### What is required
Please set out all the records below as a numbered list, one line per number, leaving out any blank lines.
• • • • • • •
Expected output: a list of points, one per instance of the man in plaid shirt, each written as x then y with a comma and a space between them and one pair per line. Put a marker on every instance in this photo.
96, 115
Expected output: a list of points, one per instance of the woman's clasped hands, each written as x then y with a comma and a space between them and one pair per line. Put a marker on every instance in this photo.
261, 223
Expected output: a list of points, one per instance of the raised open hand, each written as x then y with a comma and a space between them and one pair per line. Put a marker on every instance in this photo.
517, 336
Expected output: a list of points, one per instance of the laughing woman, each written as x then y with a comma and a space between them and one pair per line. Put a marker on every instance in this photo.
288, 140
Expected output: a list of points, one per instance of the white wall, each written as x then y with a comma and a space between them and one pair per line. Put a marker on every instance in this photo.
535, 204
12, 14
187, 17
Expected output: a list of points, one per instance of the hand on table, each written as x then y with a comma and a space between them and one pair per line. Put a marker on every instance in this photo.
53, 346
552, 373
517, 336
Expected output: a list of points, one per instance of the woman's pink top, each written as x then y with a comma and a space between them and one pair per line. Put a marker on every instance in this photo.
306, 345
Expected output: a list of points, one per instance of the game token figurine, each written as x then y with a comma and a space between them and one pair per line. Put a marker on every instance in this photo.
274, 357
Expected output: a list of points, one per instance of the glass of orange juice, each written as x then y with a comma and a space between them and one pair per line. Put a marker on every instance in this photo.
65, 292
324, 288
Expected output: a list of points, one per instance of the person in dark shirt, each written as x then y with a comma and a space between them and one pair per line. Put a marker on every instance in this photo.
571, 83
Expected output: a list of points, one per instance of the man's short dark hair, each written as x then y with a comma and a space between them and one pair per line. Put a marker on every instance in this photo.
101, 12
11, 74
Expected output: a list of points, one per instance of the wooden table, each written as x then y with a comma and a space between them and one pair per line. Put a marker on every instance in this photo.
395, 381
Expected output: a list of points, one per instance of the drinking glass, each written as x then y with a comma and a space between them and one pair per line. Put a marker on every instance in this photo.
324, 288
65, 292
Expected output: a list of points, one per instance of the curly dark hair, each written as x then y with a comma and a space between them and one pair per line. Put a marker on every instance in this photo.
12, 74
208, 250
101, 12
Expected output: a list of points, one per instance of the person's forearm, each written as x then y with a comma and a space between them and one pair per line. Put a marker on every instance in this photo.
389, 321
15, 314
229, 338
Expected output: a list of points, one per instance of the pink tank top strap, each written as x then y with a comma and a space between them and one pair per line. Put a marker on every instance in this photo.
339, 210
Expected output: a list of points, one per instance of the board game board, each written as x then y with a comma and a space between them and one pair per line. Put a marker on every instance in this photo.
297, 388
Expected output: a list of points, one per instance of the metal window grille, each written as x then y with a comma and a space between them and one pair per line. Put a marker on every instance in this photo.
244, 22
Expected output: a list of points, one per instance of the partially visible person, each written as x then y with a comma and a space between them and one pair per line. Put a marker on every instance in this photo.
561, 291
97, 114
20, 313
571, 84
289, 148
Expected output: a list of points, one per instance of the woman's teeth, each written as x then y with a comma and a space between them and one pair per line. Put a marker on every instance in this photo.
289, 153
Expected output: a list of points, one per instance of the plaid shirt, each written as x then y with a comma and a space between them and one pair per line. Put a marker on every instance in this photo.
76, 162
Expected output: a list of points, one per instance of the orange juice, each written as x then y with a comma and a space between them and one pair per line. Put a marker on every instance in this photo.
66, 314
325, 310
• • • • • • •
### Written answer
1. Expected output: a list of points, one per instance of the man in plaid shirt, each written as x then y with a comma and a space between them and one pair per line. Put a marker on every instance in this photo.
2. 96, 115
3. Expected output: a list of points, one per instance of the woman's clasped hands, each written as x then y with a comma and a space between them and one pair per line. Put a marker on every instance in this photo.
4. 261, 223
5. Expected output: a list of points, one per instance of the raised open hand, each written as x then y with a comma and a space between them and one pair per line. Put a marker on every instance in this photo.
6. 517, 336
7. Expected output: a list of points, one per instance of the laughing woman, each written as x then y with a comma and a space between them and one pair per line. Put a marker on every instance in this photo.
8. 288, 140
9. Expected output: a list of points, one per instance of the white wall, each written as x then y with a comma and a space between them and one pair per line. Put a marker on every instance in this photo.
10. 535, 204
11. 12, 14
12. 187, 17
13. Expected output: a list of points, one per instance of the hand on table, each written as x then y with a comma and a space between them and one pair per line. Put a marker on every instance in this photo.
14. 53, 346
15. 552, 373
16. 517, 336
17. Expected output: a list of points, one per instance of the woman's pink top, each written as x then y with a comma and a space between them and one pair per line. Put a marker on every instance in this photo.
18. 306, 345
19. Expected output: a list of points, one per instance of the game token figurine, each written as x then y with a comma and a space between them and one pair per line. Put a marker on every instance in this photo.
20. 274, 357
21. Expected output: a list of points, one per instance of the glass of orange juice, each written as x then y with a comma and a space between them and one pair per line. Put a marker on every instance in this photo.
22. 65, 292
23. 324, 288
24. Expected output: a list of points, one per instance of the person in dark shirt, each written as x then y with a comma and a space between them and one pair per line. Put a marker on every instance in this photo.
25. 571, 83
26. Expected output: a list of points, one per instance of the man's short dark hair, each written as x then y with a comma and a space between them and one pair per line. Put a marker on every instance in this photo.
27. 101, 12
28. 11, 74
29. Expected output: a list of points, one per instance of the wooden table, each written as x then y with a comma and a space between them and one pair per line. Put a marker on every instance in this photo.
30. 395, 381
31. Expected output: a list of points, one per instance of the drinking glass, each written as x then y with a comma and a space between them and one pair per line. Put a marker on every instance in this photo.
32. 324, 288
33. 65, 292
34. Expected output: a list of points, one per instance of the curly dark hair, each written as x then y with a comma and a space between them and one pair per line. Put a marker on every instance in this photo.
35. 12, 74
36. 208, 250
37. 101, 12
38. Expected output: a list of points, one per instance of the person's forearm, each written as x then y with a comma and a space between them and one pair per line. Put a marker on every instance in this photo.
39. 389, 321
40. 15, 314
41. 229, 338
42. Expected output: a list of points, one per instance of the pink tank top strap, each written as x then y with a comma and a space between them and one pair per line. Put a marker on every instance in this photo.
43. 339, 210
44. Expected output: a list of points, one per instance of the board game board, each written as x then y with a comma and a space between them and one pair per line. Put a marker on every instance in this photo.
45. 297, 388
46. Expected output: a list of points, one per instance of the metal window grille, each written as x then y with a comma and a space between them and one pair per line. Put a marker on every instance in this photo.
47. 244, 22
48. Expected output: a list of points, one per instance of the partially visible person, each written as x then y with a comma and a space between them and one pair per line. Put a marker on every instance in this photo.
49. 561, 291
50. 97, 114
51. 20, 313
52. 571, 84
53. 289, 148
54. Expected output: a list of points, one per instance of the woman's teeth, each written as x then y with a comma and a space between them and one pair per line. Put a marker on every instance in this photo.
55. 289, 153
56. Expected output: a list of points, one per instance of the plaid shirt, each written as x then y with a comma and a space between them and one pair per line. Put a marker on every instance in this photo.
57. 76, 162
58. Expected output: a list of points, one per instance of the orange juice, each written as x then y with a comma and a space between them and one pair per line. Put a marker on every instance in this photo.
59. 66, 314
60. 325, 310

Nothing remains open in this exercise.